Lines of data
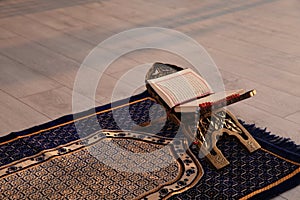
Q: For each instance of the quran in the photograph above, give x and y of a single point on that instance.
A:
(187, 91)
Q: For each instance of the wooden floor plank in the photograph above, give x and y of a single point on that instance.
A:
(26, 117)
(19, 80)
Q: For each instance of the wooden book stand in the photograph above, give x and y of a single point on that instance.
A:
(204, 130)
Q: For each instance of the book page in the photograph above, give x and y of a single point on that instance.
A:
(181, 87)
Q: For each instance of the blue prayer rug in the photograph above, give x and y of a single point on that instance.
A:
(54, 161)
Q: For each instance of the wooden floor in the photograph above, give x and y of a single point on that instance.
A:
(255, 44)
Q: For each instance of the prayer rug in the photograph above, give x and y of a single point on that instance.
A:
(75, 158)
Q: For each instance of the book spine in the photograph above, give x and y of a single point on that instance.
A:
(208, 106)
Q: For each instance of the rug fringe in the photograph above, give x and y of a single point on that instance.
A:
(278, 141)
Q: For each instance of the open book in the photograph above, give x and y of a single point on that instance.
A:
(186, 91)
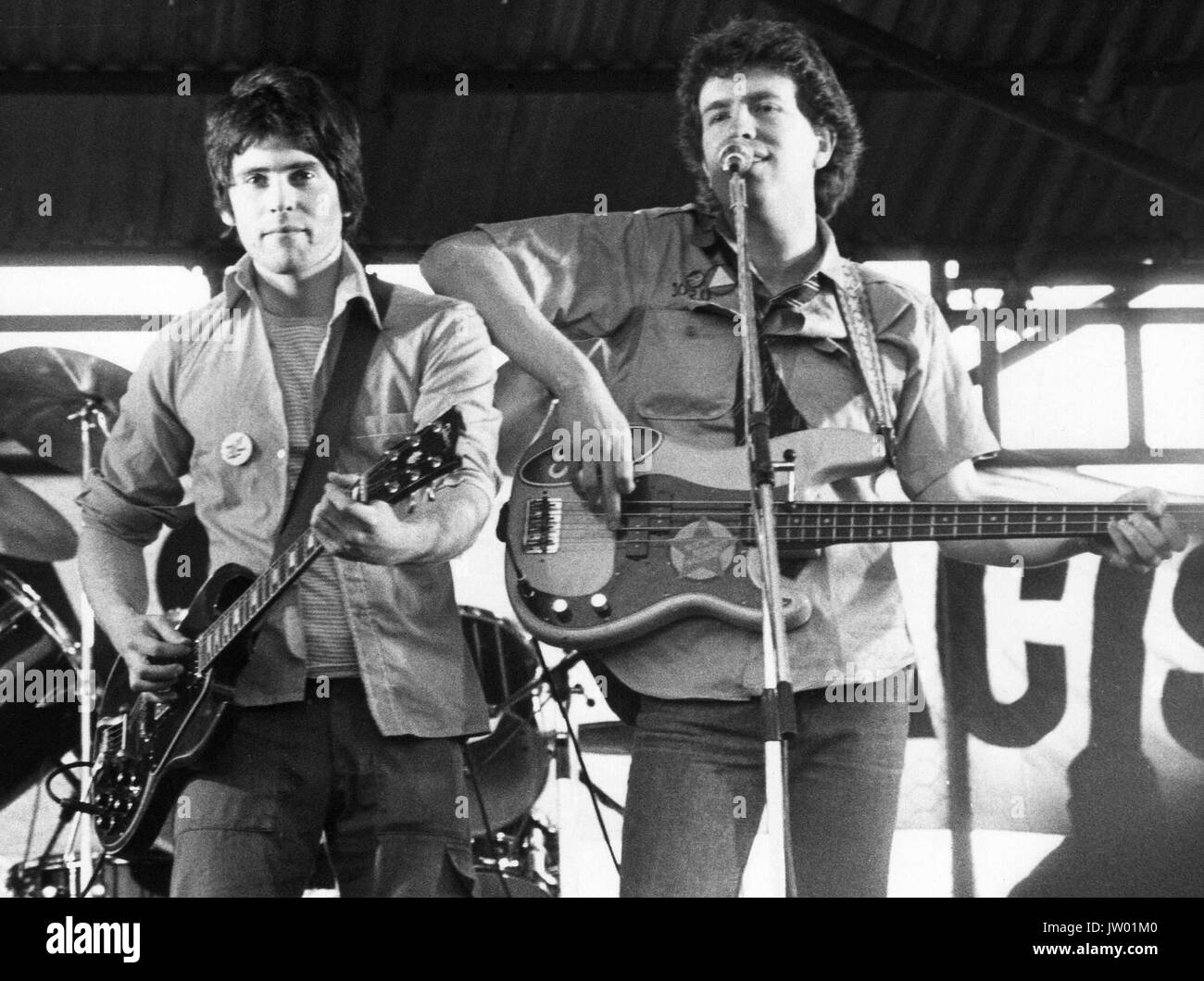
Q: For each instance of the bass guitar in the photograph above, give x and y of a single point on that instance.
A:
(685, 546)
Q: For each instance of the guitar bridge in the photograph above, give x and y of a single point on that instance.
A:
(541, 532)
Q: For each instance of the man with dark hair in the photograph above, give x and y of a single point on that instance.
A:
(660, 285)
(359, 686)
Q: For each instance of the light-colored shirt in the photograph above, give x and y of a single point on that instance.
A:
(295, 342)
(660, 286)
(209, 376)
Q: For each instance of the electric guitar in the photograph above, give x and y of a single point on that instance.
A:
(144, 748)
(686, 546)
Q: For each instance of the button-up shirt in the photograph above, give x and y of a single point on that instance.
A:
(208, 377)
(660, 286)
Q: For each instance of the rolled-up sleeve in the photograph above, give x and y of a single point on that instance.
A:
(458, 371)
(136, 489)
(940, 418)
(583, 271)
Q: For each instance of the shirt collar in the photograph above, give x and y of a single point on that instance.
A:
(353, 282)
(710, 226)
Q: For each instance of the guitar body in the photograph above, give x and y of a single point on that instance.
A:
(576, 584)
(147, 748)
(144, 748)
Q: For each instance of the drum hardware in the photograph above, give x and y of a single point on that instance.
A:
(34, 644)
(56, 875)
(31, 529)
(52, 394)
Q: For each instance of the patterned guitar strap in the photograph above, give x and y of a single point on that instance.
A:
(850, 297)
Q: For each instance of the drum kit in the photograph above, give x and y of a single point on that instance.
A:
(59, 405)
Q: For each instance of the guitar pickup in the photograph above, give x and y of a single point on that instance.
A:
(541, 531)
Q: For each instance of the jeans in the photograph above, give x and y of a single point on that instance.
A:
(394, 808)
(696, 792)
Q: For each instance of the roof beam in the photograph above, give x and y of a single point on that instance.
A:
(538, 81)
(972, 84)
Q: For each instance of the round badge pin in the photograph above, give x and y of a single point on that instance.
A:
(236, 449)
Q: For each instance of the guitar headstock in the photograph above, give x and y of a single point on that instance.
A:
(418, 461)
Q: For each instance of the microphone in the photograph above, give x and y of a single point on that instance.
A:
(735, 156)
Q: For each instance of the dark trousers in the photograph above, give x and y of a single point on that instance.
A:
(696, 792)
(394, 808)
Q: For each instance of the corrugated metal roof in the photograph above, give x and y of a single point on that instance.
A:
(120, 152)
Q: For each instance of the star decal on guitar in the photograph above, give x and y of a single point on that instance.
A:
(703, 549)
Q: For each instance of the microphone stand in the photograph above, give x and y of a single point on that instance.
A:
(777, 699)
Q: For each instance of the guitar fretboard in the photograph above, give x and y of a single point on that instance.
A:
(249, 607)
(821, 523)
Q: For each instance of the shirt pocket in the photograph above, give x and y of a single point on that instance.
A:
(376, 434)
(686, 364)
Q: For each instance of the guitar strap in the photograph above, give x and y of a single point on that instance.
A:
(350, 362)
(850, 295)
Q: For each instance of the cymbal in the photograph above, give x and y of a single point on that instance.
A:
(44, 388)
(31, 529)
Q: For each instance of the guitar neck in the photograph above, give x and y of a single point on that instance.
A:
(821, 523)
(244, 611)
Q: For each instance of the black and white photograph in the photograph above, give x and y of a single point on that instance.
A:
(603, 449)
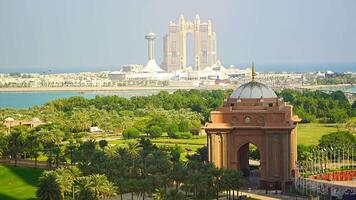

§ **WRITTEN EXERCISE**
Rewrite all of the records above, replacing "single point" with "one point" wherever it occurs and changing nothing else. Omit the pictures from your answer.

§ **WRITTEN ANSWER**
Q: For each instance of the quran in the photograph above, give x and y of a one point on that instance.
A:
(187, 91)
Q: For each instance of the wooden floor plank in the photograph above, give x and y of a one point on that instance.
A:
(26, 117)
(19, 80)
Q: For each instance of the wooden book stand in the photograph above, give x and y of a one point on that instance.
A:
(204, 130)
Q: For each instance of the book page in the photograph above, give x and y of a one point on that instance.
A:
(181, 87)
Q: For each instance of the blue prayer rug in the photograph above, give x and y of a one point on that instance.
A:
(54, 161)
Q: For each instance of the wooden floor in the photograph above, give x and y of a one point on that instance.
A:
(255, 44)
Q: For each instance of the prayer rug in the photograph above, give x and y of a one point on that instance.
A:
(75, 158)
Q: For each instance of the book spine in the photograph above, give x and y of a one point on that instance.
A:
(208, 106)
Q: For each instance of the rug fringe in the photograph above, give x and y of a one point on that instance.
A:
(278, 141)
Q: For each instance of the open book in the photograph above, give x and y of a one point on that instance.
A:
(186, 91)
Q: For each instance of the bass guitar in the photograph above, give x and y of a one point on that instance.
A:
(685, 546)
Q: For each instance of the guitar bridge in the photograph above, give x and y of a one point on that instance.
A:
(541, 532)
Q: For each instance of the man with dark hair in the photograph above, give x and y of a one point on that instance.
A:
(660, 285)
(359, 686)
Q: For each instance of the light-colored shirt in the photograph above, give x and y of a one point on that instance.
A:
(295, 342)
(660, 286)
(209, 376)
Q: For each instance of the electric guitar in the photograph above, give x and y of a one point on that instance.
A:
(144, 748)
(686, 546)
Q: For each instance of the button-up shirt in the photograph above, give x and y of a one point on that instance.
A:
(208, 377)
(660, 286)
Q: For each instance of the rolled-up sleeve in the photograph above, give x and y of a one point on that instance.
A:
(458, 371)
(136, 489)
(940, 418)
(583, 271)
Q: For each instance of the shirt collar in the photograph above, give x and y of a one point on that instance.
A:
(353, 282)
(710, 226)
Q: For each instance of the guitar body in the photograph above, give x and y of a one point on that instance.
A:
(576, 584)
(147, 748)
(144, 748)
Q: For each instance of the drum hardware in the photograph above, give x and y of a one point on that instance.
A:
(34, 644)
(56, 875)
(31, 529)
(52, 394)
Q: For each instance of the patterned guitar strap in the photograph above, give x and y of a one point on that instance.
A:
(850, 297)
Q: For each instance of the drum kit in the photograph above, give x and y of a one point on that instance.
A:
(59, 405)
Q: For each instance of the guitar pickup in the photograph above, give x and y of a one point on that instance.
A:
(541, 531)
Q: For each instance of the jeans in the photograph above, give x and y of a one point on that instance.
A:
(394, 808)
(696, 792)
Q: For each instance of the roof beam in the photograph above, give x and y of a one point on that instance.
A:
(538, 81)
(972, 84)
Q: For each instance of the round badge pin in the photograph above, give x and y of a one point on that instance.
A:
(236, 449)
Q: For each instance of the guitar headstock in the photograph above, give x and y of a one point on that instance.
A:
(418, 461)
Q: For each instance of the microphone in the photograph above, give x and y of a one point on that instance.
A:
(735, 156)
Q: For each instance of the dark trousers in the photograph above, give x and y of a one point on that instance.
A:
(696, 792)
(394, 808)
Q: For each instance of the corrugated metal roof in the photograph above, give x and y of a one point on that instance.
A:
(120, 152)
Q: For each instance of the star decal on guitar in the photograph above, give x and y of a one point on that instance.
A:
(703, 549)
Q: For each instance of the microphone stand in the photograph above, give x and y of a one point on that instance.
A:
(777, 699)
Q: For each instance of the guitar fretboard in the photograph above, give x and y of a one point on that instance.
A:
(249, 607)
(821, 523)
Q: For each instance of the shirt pocket in the photograph above, give x and y of a one point on that instance.
A:
(376, 434)
(686, 364)
Q: For each instance of the guitar strap in the photograph above, give x and y of a one point on that instance.
A:
(350, 362)
(850, 295)
Q: For each instance of the cymbal in the photograph above, give x and y of a one point on that instance.
A:
(44, 388)
(31, 529)
Q: For each instance of the guitar neck in the photograph above, give x and y of a one point on that instance.
A:
(821, 523)
(244, 611)
Q: For each instance of the black and white photograph in the photograph above, give x and y of a one point on that instance.
A:
(603, 449)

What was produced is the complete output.